___ Exercise materials

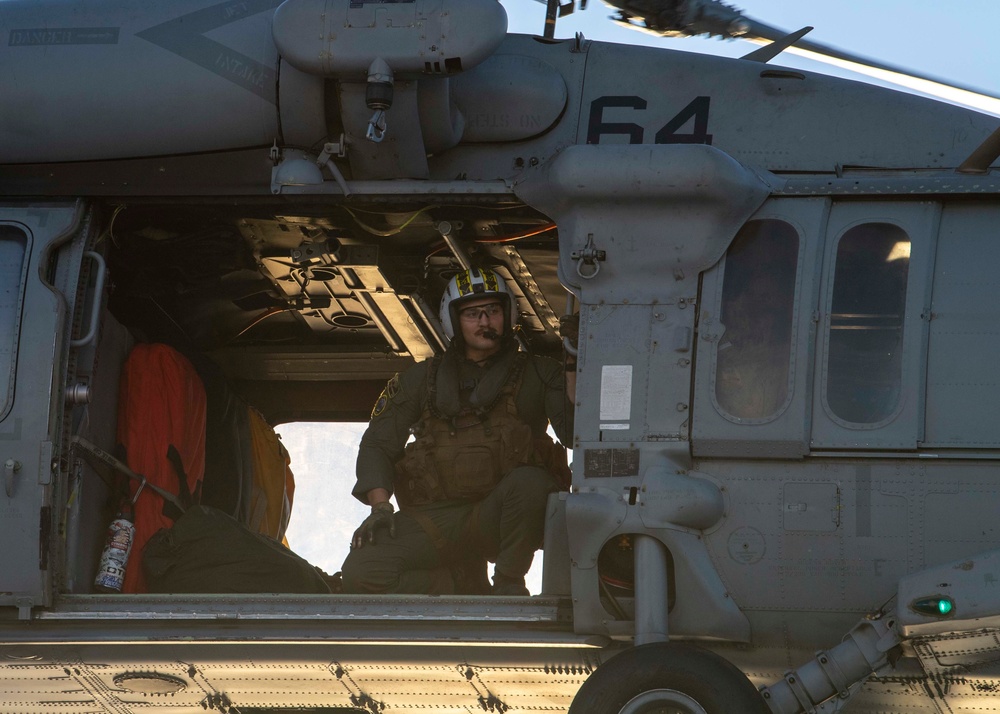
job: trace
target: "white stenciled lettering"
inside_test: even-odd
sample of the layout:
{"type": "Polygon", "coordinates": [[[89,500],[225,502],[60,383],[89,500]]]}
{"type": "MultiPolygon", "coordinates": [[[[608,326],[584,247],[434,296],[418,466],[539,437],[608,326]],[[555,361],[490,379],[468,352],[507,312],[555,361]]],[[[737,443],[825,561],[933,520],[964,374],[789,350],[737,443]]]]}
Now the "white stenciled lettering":
{"type": "Polygon", "coordinates": [[[229,75],[238,77],[246,84],[264,86],[264,72],[236,57],[220,54],[215,60],[215,66],[229,75]]]}
{"type": "Polygon", "coordinates": [[[72,30],[12,30],[12,45],[65,45],[73,41],[72,30]]]}
{"type": "Polygon", "coordinates": [[[474,114],[467,121],[474,129],[506,129],[510,123],[508,114],[474,114]]]}
{"type": "Polygon", "coordinates": [[[11,30],[7,44],[16,46],[94,45],[118,42],[116,27],[65,27],[50,29],[11,30]]]}
{"type": "Polygon", "coordinates": [[[232,5],[227,5],[222,12],[226,16],[227,20],[232,20],[249,14],[250,8],[247,7],[245,2],[238,2],[233,3],[232,5]]]}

______

Work instruction: With the line containing "sample of the" as the first, output each line through the final line of the entries above, exactly.

The completed task:
sample of the layout:
{"type": "Polygon", "coordinates": [[[89,500],[225,502],[60,383],[89,500]]]}
{"type": "MultiPolygon", "coordinates": [[[[608,326],[584,247],[434,296],[418,466],[539,437],[608,326]],[[555,361],[490,379],[468,352],[507,312],[555,361]]],[[[737,443],[825,561],[933,520],[964,374],[789,350],[737,443]]]]}
Now the "white stenciled lettering":
{"type": "Polygon", "coordinates": [[[229,75],[238,77],[246,84],[264,86],[264,72],[236,57],[220,54],[215,60],[215,66],[229,75]]]}
{"type": "Polygon", "coordinates": [[[72,30],[12,30],[12,45],[65,45],[73,41],[72,30]]]}
{"type": "Polygon", "coordinates": [[[474,114],[467,121],[474,129],[506,129],[510,123],[508,114],[474,114]]]}
{"type": "Polygon", "coordinates": [[[11,30],[7,44],[16,46],[94,45],[118,42],[116,27],[65,27],[50,29],[11,30]]]}
{"type": "Polygon", "coordinates": [[[232,5],[227,5],[222,12],[226,16],[227,20],[232,20],[249,14],[250,8],[247,7],[245,2],[238,2],[233,3],[232,5]]]}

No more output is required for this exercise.